RECORDS FOR THE TASK
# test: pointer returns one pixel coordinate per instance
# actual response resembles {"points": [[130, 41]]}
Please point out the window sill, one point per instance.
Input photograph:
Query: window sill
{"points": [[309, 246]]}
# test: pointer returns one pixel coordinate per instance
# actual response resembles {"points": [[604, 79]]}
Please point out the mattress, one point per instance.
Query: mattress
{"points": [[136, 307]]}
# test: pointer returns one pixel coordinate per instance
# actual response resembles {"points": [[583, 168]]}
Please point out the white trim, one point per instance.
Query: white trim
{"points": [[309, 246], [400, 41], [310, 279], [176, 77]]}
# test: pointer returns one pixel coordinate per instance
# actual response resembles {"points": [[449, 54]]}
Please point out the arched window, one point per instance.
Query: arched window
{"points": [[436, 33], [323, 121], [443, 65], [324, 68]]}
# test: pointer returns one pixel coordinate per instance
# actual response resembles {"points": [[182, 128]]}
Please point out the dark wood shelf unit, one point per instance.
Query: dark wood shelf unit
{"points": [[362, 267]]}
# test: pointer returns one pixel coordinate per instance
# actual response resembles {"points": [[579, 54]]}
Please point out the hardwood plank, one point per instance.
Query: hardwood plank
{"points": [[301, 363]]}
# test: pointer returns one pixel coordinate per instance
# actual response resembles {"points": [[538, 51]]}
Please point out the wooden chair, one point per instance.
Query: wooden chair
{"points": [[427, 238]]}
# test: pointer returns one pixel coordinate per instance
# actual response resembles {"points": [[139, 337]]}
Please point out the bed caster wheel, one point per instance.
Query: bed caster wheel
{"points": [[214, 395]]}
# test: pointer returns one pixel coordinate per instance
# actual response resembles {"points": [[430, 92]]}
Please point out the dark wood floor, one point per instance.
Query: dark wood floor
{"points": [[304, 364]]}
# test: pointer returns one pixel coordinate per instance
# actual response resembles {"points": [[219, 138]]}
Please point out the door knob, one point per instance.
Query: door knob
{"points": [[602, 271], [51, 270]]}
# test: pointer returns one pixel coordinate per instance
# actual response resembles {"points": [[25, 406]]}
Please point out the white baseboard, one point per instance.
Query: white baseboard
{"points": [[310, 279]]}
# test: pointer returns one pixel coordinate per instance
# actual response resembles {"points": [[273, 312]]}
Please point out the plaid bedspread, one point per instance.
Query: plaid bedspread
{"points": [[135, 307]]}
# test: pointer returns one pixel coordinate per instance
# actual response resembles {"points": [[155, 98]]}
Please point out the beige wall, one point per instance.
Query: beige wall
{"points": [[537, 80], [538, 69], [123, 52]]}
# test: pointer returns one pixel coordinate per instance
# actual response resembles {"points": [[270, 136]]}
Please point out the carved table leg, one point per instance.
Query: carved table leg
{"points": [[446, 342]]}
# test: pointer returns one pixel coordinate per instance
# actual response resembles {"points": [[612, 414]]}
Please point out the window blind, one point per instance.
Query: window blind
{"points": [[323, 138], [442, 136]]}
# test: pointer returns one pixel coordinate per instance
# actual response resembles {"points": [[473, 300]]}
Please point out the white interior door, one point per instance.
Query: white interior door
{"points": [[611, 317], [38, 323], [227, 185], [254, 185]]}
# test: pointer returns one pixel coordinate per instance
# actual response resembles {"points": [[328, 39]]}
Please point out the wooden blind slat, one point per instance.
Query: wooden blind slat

WHAT IS EXPECTED
Which lines in the records above contain the string "slat"? Find every one, treating uppercase and lowercase as different, and copy each line in full.

OUTPUT OF THE TASK
Please point out the wooden blind slat, one point per instance.
Query: wooden blind slat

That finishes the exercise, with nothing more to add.